* _EXERCISE GOAL_
Could you copy out the listing, starting at its first line and ending at the line that contains "[[919, 336]]", both included, with every coordinate in the answers multiplied by 1.85 and rounded to a whole number, halves rounded up? Keep the requests and their sample formats unchanged, and omit the pictures.

◇ ◇ ◇ ◇ ◇

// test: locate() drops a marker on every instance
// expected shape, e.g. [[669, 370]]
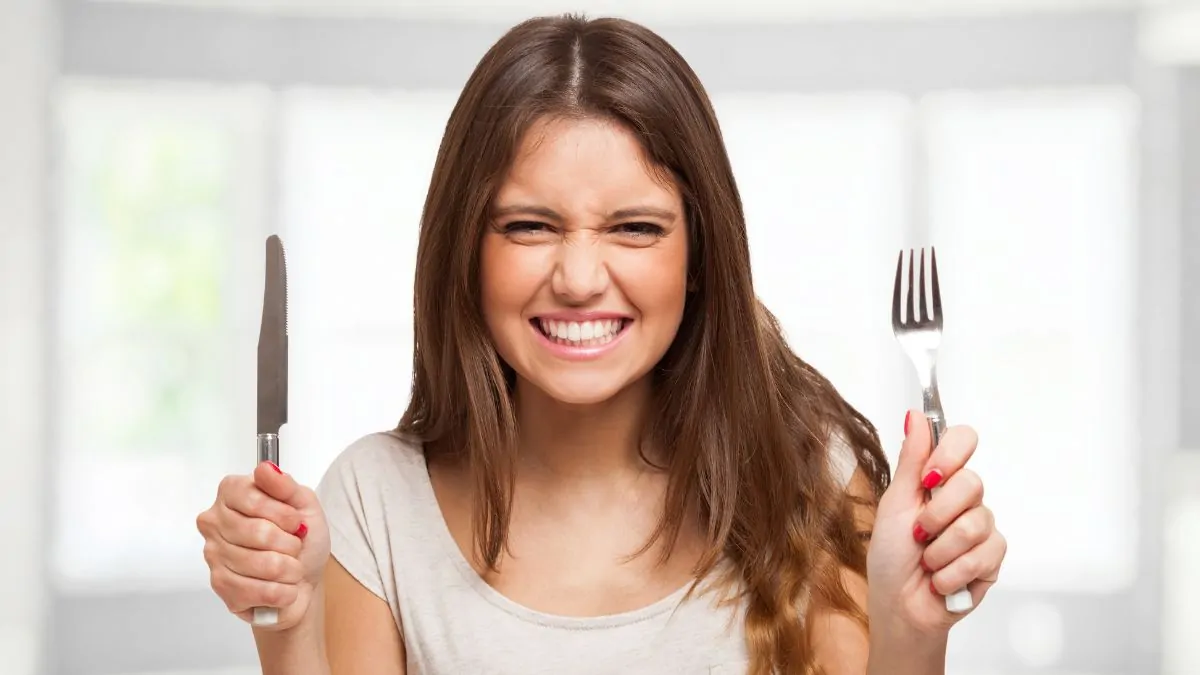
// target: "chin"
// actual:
[[580, 393]]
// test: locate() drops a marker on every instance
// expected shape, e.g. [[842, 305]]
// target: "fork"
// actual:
[[919, 336]]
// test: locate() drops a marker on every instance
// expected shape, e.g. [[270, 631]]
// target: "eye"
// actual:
[[522, 227], [647, 230]]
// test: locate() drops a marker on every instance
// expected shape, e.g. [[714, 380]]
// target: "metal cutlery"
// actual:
[[273, 374], [919, 335]]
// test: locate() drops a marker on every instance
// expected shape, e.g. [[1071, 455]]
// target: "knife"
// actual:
[[273, 374]]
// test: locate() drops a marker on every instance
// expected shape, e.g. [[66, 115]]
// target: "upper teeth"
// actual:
[[580, 330]]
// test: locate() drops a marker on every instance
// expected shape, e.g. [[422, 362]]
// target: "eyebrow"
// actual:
[[619, 214]]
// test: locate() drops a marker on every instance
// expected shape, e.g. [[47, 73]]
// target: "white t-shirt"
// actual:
[[389, 533]]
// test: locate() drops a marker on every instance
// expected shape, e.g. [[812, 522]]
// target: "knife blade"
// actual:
[[273, 372]]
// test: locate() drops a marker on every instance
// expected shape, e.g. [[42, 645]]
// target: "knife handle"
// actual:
[[268, 451]]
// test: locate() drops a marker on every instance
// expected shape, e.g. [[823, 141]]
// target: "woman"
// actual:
[[611, 463]]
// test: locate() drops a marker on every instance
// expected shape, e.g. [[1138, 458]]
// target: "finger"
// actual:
[[241, 593], [949, 457], [913, 453], [960, 494], [256, 533], [267, 566], [271, 479], [967, 531], [245, 497], [979, 565]]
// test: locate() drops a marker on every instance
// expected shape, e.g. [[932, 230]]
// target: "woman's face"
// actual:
[[585, 262]]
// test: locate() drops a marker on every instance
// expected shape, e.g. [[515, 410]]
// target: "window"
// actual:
[[1032, 207], [354, 173], [159, 291]]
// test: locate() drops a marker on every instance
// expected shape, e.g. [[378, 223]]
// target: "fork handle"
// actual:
[[268, 449], [960, 601]]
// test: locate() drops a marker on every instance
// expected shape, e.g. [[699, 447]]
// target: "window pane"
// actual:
[[823, 180], [1033, 213], [354, 175], [156, 321]]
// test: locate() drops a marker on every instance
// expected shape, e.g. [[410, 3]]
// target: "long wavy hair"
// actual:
[[744, 424]]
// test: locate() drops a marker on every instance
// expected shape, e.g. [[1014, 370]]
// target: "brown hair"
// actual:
[[743, 422]]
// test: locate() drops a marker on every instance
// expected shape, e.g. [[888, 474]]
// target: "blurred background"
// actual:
[[1050, 149]]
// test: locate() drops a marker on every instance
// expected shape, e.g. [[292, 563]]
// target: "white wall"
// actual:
[[27, 45]]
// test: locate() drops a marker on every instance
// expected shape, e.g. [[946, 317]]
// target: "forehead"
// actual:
[[585, 165]]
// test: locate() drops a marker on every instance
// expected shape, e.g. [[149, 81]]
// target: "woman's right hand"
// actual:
[[267, 544]]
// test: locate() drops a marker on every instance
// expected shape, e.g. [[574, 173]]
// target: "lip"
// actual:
[[581, 316], [581, 353]]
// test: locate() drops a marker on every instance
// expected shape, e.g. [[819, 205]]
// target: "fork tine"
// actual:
[[924, 308], [909, 306], [895, 293], [937, 292]]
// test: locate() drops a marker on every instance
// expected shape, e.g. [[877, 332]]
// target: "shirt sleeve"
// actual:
[[341, 493]]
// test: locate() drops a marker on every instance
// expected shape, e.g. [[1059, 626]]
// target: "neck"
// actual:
[[581, 443]]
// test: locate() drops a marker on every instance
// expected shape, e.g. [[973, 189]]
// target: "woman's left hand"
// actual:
[[925, 548]]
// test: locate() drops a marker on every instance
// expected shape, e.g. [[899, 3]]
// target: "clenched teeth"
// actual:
[[581, 333]]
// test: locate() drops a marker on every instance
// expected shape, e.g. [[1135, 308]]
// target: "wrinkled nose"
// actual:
[[580, 274]]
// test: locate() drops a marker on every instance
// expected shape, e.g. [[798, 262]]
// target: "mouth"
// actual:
[[581, 333]]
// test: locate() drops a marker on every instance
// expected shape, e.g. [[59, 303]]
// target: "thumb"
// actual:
[[282, 487], [913, 453]]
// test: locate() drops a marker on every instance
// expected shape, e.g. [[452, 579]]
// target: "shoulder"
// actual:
[[373, 461]]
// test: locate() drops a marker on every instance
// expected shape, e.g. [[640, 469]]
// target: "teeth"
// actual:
[[581, 333]]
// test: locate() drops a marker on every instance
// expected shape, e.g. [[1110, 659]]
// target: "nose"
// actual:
[[581, 273]]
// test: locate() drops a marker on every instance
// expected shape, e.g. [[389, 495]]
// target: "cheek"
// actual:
[[509, 279], [657, 284]]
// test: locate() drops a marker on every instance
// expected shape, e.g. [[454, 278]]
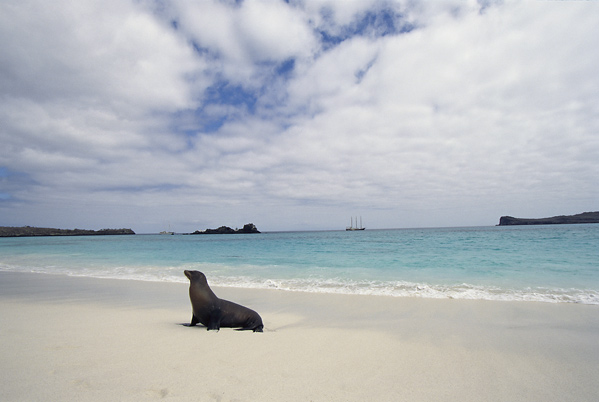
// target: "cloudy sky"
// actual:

◇ ◇ ◇ ◇ ◇

* _EXERCISE RESPONSE_
// test: locate() drops a marker on every instance
// expected shape, e.g. [[669, 370]]
// target: "chin"
// actual:
[[1073, 727]]
// test: locate() drops a marker on every instance
// expected shape, e.g. [[842, 305]]
// target: "fork"
// actual:
[[1700, 622]]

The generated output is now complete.